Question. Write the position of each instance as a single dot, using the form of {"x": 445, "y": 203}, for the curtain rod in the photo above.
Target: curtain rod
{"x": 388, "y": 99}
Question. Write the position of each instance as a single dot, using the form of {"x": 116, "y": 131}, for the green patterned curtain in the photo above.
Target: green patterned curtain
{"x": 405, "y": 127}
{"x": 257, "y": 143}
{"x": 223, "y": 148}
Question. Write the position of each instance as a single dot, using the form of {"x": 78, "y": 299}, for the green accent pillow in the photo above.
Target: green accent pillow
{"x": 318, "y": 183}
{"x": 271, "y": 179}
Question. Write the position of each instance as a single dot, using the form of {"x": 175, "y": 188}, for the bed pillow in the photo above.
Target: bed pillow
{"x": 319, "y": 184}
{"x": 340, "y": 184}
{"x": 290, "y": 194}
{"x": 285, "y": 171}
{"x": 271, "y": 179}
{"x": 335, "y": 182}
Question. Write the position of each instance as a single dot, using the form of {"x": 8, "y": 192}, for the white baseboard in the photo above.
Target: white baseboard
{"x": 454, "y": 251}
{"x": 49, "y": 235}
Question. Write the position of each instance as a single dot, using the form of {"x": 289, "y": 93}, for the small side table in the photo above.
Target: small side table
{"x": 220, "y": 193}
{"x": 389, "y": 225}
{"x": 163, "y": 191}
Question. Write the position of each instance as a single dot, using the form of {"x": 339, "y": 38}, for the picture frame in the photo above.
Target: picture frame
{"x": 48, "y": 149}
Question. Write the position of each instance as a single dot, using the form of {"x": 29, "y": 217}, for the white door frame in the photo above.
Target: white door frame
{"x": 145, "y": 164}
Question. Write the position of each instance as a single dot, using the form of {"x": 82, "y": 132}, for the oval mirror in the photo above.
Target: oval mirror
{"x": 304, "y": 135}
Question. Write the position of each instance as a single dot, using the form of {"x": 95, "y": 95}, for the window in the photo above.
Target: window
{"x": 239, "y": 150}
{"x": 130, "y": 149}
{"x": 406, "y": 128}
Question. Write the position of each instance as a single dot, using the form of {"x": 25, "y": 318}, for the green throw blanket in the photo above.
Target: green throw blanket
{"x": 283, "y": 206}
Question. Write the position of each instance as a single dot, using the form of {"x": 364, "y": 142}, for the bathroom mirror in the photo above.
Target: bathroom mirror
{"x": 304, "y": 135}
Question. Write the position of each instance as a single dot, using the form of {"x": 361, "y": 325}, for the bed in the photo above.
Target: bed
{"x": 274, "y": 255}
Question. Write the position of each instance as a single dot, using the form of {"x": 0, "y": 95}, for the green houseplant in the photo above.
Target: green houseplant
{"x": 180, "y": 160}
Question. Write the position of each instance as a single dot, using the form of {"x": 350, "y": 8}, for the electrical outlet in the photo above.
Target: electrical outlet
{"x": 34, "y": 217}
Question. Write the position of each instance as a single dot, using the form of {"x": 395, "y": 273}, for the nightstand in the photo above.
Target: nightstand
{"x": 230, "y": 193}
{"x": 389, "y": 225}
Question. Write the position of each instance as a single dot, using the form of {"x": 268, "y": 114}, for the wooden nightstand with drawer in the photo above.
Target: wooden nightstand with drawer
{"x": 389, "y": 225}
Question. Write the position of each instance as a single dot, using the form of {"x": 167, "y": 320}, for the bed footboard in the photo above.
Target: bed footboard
━━━━━━━━━━━━━━━━
### BRIEF:
Copy all of the items above word for word, line by line, with nothing changed.

### OUTPUT BELOW:
Question. Write the position of each instance as a single dot, using the form of {"x": 445, "y": 203}, for the curtain rod in the photo above.
Target: curtain rod
{"x": 388, "y": 99}
Question. Write the position of each instance as a single dot, using the form of {"x": 116, "y": 131}, for the green patterned curtain in the photo above.
Target: green patterned curtain
{"x": 405, "y": 127}
{"x": 257, "y": 143}
{"x": 223, "y": 148}
Question. Write the position of each instance as a single dot, using the form of {"x": 78, "y": 299}, for the green accent pillow in the photo above.
Target: green accent pillow
{"x": 318, "y": 183}
{"x": 271, "y": 179}
Question. Write the position of each instance as a single dot, using the form of {"x": 175, "y": 188}, for the bed pillow in the photo above.
Target: bed pillow
{"x": 319, "y": 184}
{"x": 340, "y": 184}
{"x": 290, "y": 194}
{"x": 285, "y": 171}
{"x": 271, "y": 179}
{"x": 335, "y": 182}
Question. Write the position of each instance as a single dot, using the form of {"x": 8, "y": 192}, for the white baseboard in the photo above.
Target: white baseboard
{"x": 454, "y": 251}
{"x": 49, "y": 235}
Question. Write the position of each instance as a single dot, using the form of {"x": 289, "y": 93}, for the small side table in the photo above.
Target: small side table
{"x": 220, "y": 193}
{"x": 389, "y": 225}
{"x": 163, "y": 191}
Question. Write the position of each instance as a single dot, using the form of {"x": 339, "y": 38}, for the picture frame in the photo above.
Target: picture frame
{"x": 48, "y": 149}
Question. Write the position of each instance as a single dot, using the form of {"x": 29, "y": 217}, for the white door frame in the photo above.
Target: white door frame
{"x": 145, "y": 164}
Question. Write the position of each instance as a single dot, using the form of {"x": 82, "y": 132}, for the oval mirror in the photo above.
Target: oval mirror
{"x": 304, "y": 135}
Question. Write the position of each instance as a single dot, using the form of {"x": 95, "y": 95}, for the window in the photo above.
Target: window
{"x": 239, "y": 150}
{"x": 130, "y": 149}
{"x": 406, "y": 128}
Question. Write the position of each instance as a single dot, using the form of {"x": 25, "y": 318}, for the green throw blanket in the photo above.
Target: green throw blanket
{"x": 283, "y": 206}
Question. Write the position of each instance as a single dot, using the form of {"x": 364, "y": 142}, for the bathroom mirror in the photo above.
Target: bathroom mirror
{"x": 304, "y": 135}
Question. Write the position of each instance as a single dot, using the form of {"x": 361, "y": 325}, for the bed in the photo above.
Target: bed
{"x": 274, "y": 255}
Question. Write the position of each instance as a single dot, using the form of {"x": 0, "y": 95}, for the green houseplant in the photo above.
Target: green houseplant
{"x": 180, "y": 160}
Question. Write the position of each instance as a single dot, using the form of {"x": 350, "y": 8}, for the electrical outlet in the photo above.
Target: electrical outlet
{"x": 34, "y": 217}
Question. Write the position of each instance as a single dot, using the form of {"x": 395, "y": 273}, for the nightstand in the photo above.
Target: nightstand
{"x": 230, "y": 193}
{"x": 389, "y": 225}
Question. Write the position of each instance as a single dot, using the form of {"x": 268, "y": 114}, for the wooden nightstand with drawer in the photo above.
Target: wooden nightstand with drawer
{"x": 389, "y": 225}
Question. Write the position of each instance as a single dot, using the form of {"x": 167, "y": 320}, for the bed footboard in the photo above.
Target: bed footboard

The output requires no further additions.